--- PROBLEM TO WORK ON ---
Change each "chicken's" in the rows below to "hen's", and write out all the rows again with nothing else altered. Leave the pictures out.

--- SOURCE MATERIAL ---
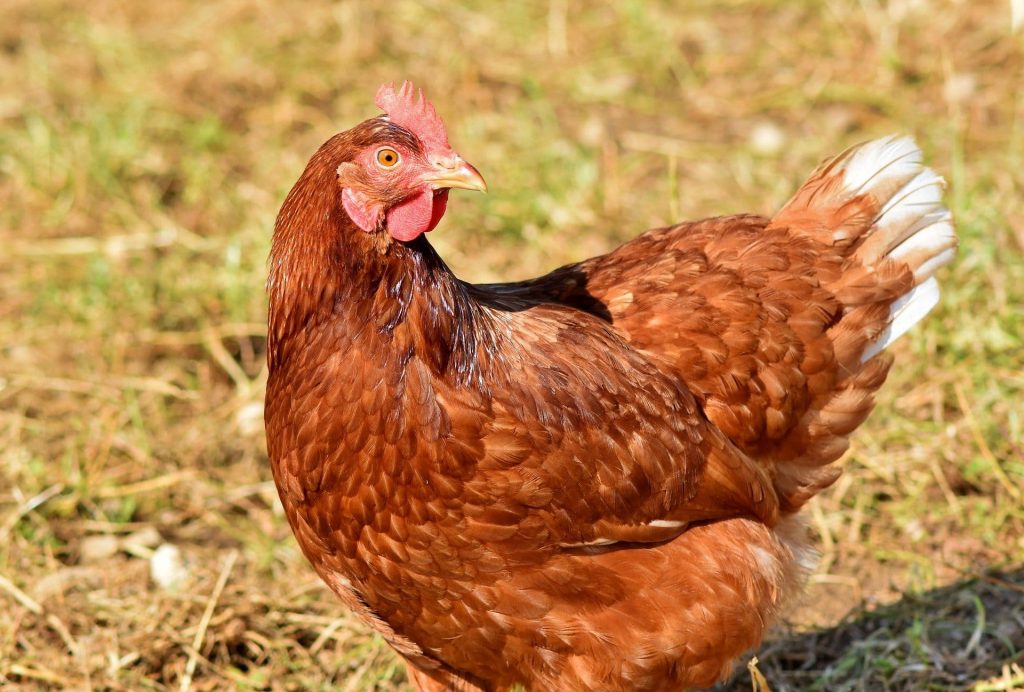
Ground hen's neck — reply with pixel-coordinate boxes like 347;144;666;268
267;176;481;381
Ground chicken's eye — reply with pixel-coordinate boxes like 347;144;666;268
377;146;400;168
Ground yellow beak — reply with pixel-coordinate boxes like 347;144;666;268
423;157;487;192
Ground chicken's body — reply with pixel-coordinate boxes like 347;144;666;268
266;83;954;690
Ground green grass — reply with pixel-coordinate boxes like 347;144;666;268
0;0;1024;689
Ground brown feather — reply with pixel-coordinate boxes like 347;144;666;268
266;126;950;690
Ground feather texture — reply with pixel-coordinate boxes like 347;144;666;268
265;121;955;690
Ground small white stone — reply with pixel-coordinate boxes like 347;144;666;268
750;121;785;155
150;543;188;591
234;401;263;435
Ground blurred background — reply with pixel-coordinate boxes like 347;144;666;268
0;0;1024;690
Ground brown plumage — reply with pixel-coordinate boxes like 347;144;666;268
266;87;955;690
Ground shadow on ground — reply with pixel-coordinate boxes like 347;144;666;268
716;566;1024;692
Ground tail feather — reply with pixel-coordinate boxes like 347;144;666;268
773;136;956;361
771;136;956;511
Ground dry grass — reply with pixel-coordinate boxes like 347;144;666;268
0;0;1024;690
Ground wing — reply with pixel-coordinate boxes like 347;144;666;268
435;296;778;548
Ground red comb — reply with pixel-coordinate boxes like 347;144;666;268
374;82;452;150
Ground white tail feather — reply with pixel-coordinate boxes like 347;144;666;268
843;136;956;360
860;276;939;362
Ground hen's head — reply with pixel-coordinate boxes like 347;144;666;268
338;82;486;241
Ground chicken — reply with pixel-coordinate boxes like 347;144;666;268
265;83;956;690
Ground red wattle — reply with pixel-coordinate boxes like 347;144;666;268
386;188;449;242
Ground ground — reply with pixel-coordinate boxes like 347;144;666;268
0;0;1024;690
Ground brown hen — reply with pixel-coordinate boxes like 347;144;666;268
266;84;956;690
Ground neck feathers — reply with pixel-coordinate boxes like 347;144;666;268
267;149;482;382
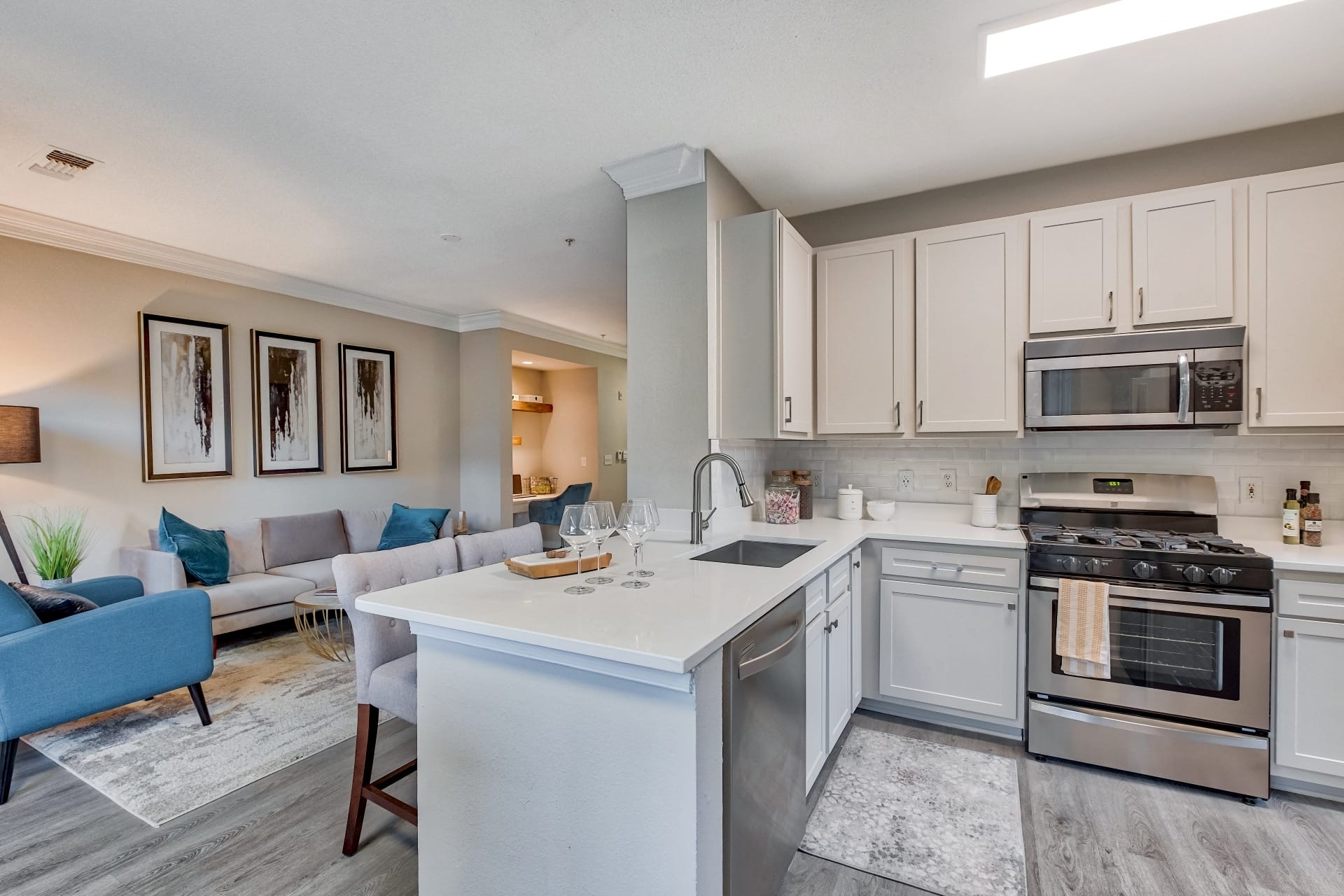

--- RESULT OF THE EXERCISE ---
Ground hen's neck — reply with pixel-coordinate boxes like 347;144;666;268
267;176;481;381
Ground hen's eye — reply with pixel-coordinate boxes like 347;144;666;268
377;146;400;168
Ground yellow beak — reply with pixel-coordinate boxes like 347;144;666;268
423;157;487;192
Ground hen's body — reply with pixel-coordinate boxes like 347;144;666;268
266;83;954;690
Ground green grass — reply with pixel-coordinate boxes like 347;144;666;268
0;0;1024;689
Ground brown feather — reply with pixel-coordinate boxes like 347;144;666;268
266;126;950;690
Ground feather texture — reply with pixel-coordinate boxes like 347;144;666;268
265;121;955;690
Ground small white stone — reply with pixel-coordinate boxes like 347;144;666;268
750;121;785;155
150;543;188;591
234;401;263;435
Ground blurred background — reply with pixel-coordinate boxes like 347;144;666;268
0;0;1024;690
Ground brown plumage — reply with pixel-coordinate boxes like 347;144;666;268
266;87;955;690
Ground shadow on ground — reply with pixel-coordinate boxes like 347;144;666;268
716;566;1024;692
Ground tail feather — reply with pixel-coordinate boxes like 347;144;666;268
773;136;956;361
771;136;956;511
Ground dry grass — reply with pixel-coordinate boxes like 347;144;666;268
0;0;1024;690
Ground wing — reply with pixel-coordinate boxes like 347;144;666;268
435;296;778;548
Ground red comb — reply with pixel-coordinate boxes like 347;144;666;268
374;82;452;150
Ground white tail feather — reply with pixel-coordinate boxes like 347;144;666;268
843;136;956;360
860;276;939;362
Ground hen's head — reply with pixel-coordinate boxes like 347;144;666;268
338;82;486;241
Ground chicken — reply with pixel-coordinate boxes like 347;144;666;268
265;83;956;690
Ground red wattle — reply with pixel-coordinate boxes like 347;144;666;268
386;188;449;242
Ground ground — reply with pixel-coordinate boxes like 347;144;666;268
0;0;1024;690
Ground brown hen — reply with pixel-coordinate boxes like 347;144;666;268
266;84;956;690
Ground neck feathers — reply with pixel-coordinate boxes like 347;144;666;268
267;149;482;382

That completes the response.